# Required work
Check each line of the data below for the word "rough", then extract the ones that have it.

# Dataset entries
Start of Block

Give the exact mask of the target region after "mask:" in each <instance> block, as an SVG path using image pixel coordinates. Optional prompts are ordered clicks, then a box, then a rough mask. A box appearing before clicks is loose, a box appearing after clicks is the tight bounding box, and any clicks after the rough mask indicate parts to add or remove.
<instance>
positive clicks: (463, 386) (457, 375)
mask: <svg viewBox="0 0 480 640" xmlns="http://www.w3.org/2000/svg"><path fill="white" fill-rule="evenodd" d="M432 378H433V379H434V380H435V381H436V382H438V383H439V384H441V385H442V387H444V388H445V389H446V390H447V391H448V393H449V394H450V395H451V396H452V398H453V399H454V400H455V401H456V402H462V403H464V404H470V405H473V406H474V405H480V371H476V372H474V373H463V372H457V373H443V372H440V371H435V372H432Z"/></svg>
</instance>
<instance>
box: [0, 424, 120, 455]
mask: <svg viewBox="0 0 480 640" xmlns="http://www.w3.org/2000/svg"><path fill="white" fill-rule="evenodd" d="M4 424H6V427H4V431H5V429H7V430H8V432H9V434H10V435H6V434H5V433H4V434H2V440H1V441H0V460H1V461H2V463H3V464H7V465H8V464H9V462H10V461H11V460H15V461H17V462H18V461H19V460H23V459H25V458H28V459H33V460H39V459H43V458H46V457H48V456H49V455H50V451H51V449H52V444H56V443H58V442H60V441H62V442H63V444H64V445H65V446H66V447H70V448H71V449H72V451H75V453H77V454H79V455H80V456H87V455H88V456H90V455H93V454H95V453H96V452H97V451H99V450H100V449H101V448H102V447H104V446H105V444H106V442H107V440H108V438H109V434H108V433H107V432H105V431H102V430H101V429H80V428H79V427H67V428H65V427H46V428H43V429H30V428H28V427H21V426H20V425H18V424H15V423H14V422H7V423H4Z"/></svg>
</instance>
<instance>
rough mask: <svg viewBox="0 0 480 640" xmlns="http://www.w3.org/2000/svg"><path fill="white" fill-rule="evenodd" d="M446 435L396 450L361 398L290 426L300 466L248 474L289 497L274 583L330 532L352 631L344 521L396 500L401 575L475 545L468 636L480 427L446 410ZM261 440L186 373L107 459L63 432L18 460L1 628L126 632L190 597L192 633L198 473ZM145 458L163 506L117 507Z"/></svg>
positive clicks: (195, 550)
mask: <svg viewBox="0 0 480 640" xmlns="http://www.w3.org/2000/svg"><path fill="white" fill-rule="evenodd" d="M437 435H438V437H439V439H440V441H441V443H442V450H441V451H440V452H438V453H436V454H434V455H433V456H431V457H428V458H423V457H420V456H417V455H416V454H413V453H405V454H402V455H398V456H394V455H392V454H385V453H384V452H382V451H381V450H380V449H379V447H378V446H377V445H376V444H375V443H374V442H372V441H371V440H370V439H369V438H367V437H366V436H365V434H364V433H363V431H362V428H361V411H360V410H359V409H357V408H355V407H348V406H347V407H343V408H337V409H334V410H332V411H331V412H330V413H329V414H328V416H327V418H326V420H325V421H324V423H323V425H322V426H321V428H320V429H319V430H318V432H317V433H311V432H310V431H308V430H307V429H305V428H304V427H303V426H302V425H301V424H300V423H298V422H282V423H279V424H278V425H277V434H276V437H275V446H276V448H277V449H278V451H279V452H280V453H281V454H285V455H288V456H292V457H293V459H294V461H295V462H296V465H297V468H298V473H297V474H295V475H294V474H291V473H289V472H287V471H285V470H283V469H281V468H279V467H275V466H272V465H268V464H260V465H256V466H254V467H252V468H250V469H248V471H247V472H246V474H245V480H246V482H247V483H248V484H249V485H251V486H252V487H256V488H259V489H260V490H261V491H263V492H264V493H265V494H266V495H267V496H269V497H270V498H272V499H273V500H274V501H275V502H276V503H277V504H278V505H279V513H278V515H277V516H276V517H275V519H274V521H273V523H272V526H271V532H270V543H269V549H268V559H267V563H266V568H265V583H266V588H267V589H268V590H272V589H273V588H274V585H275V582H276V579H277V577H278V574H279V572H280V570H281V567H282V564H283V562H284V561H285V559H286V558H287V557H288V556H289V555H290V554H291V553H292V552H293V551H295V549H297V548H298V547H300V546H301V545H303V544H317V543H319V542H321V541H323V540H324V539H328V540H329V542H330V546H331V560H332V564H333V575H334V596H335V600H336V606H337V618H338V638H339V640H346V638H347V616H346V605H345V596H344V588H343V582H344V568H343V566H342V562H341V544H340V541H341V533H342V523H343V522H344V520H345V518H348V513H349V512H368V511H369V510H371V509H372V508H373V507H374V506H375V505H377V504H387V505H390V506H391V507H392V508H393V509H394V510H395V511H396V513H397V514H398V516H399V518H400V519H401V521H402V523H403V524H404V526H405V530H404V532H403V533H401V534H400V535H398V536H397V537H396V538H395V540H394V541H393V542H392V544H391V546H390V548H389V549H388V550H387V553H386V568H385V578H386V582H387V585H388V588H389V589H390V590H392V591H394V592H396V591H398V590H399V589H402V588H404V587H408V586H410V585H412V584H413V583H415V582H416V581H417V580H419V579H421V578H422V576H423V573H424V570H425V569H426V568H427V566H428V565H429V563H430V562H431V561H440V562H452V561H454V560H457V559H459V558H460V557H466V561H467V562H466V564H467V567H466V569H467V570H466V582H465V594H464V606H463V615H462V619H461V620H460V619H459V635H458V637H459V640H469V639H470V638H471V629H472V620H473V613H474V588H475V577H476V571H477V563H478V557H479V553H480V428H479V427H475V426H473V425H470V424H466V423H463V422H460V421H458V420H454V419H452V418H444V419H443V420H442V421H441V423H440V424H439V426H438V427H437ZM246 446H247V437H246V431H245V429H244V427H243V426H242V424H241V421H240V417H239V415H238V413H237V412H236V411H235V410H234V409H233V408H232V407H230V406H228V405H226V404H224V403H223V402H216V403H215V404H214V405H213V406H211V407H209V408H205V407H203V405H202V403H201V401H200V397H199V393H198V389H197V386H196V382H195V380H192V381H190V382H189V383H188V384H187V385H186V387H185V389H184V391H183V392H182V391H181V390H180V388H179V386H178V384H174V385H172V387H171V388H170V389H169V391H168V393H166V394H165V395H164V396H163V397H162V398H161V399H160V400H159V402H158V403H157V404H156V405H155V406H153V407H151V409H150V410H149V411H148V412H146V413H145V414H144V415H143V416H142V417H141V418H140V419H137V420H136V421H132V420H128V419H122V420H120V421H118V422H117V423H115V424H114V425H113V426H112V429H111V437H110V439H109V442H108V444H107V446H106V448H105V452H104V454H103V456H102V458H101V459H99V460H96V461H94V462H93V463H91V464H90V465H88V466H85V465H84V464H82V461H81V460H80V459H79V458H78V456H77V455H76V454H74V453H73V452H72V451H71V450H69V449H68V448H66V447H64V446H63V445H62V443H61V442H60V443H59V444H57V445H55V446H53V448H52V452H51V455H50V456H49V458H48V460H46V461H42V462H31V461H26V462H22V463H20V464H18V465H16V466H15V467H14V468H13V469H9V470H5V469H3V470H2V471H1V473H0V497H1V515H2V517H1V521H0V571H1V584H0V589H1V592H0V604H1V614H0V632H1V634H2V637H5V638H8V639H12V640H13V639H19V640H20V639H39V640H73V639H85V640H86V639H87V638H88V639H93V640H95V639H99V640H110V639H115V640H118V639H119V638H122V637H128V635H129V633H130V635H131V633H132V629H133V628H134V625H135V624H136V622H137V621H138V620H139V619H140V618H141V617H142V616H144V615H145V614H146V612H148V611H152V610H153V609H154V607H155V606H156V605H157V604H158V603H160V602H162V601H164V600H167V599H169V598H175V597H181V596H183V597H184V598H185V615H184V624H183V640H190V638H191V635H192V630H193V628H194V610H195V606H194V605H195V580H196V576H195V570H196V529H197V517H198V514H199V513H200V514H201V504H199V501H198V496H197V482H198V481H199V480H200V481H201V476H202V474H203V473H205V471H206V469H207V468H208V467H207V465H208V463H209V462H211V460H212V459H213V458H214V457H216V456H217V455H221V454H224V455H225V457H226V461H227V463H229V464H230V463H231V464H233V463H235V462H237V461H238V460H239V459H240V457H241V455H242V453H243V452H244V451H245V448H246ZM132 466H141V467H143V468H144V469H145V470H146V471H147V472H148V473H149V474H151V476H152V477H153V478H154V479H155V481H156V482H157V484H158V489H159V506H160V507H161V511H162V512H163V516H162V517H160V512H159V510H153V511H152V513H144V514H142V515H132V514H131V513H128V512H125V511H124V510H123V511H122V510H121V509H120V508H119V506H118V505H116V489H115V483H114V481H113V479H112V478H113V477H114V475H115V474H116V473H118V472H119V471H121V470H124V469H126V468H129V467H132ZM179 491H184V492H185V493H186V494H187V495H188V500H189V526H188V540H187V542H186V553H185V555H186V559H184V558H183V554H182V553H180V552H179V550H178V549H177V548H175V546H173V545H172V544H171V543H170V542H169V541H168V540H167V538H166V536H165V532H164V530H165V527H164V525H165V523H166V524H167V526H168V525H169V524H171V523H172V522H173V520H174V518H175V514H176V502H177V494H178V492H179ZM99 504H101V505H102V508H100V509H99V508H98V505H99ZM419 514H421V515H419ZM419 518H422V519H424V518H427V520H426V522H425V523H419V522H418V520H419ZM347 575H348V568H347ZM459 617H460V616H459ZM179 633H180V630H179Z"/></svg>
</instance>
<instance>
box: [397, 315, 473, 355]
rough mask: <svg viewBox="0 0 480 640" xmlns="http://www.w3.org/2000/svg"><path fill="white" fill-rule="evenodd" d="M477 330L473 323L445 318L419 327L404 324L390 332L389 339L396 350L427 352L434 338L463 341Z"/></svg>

End of Block

# Problem solution
Give the exact mask of the target region after "mask:" in each <instance> block, as an SVG path using image pixel coordinates. Optional prompts are ordered clicks, then a box, then a rough mask. A box appearing before clicks is loose, a box appearing after clicks is the tight bounding box, and any clicks after the rough mask indicate parts to add or remove.
rough mask: <svg viewBox="0 0 480 640" xmlns="http://www.w3.org/2000/svg"><path fill="white" fill-rule="evenodd" d="M446 435L396 450L361 398L290 426L300 466L248 474L289 497L274 583L330 532L352 631L344 521L396 500L401 575L475 545L468 636L480 427L446 410ZM261 440L186 373L107 459L63 432L18 460L1 628L126 632L190 597L192 633L198 473ZM145 458L163 506L117 507Z"/></svg>
rough mask: <svg viewBox="0 0 480 640" xmlns="http://www.w3.org/2000/svg"><path fill="white" fill-rule="evenodd" d="M477 330L473 323L445 318L419 327L404 324L390 332L389 339L396 350L427 352L434 338L463 341Z"/></svg>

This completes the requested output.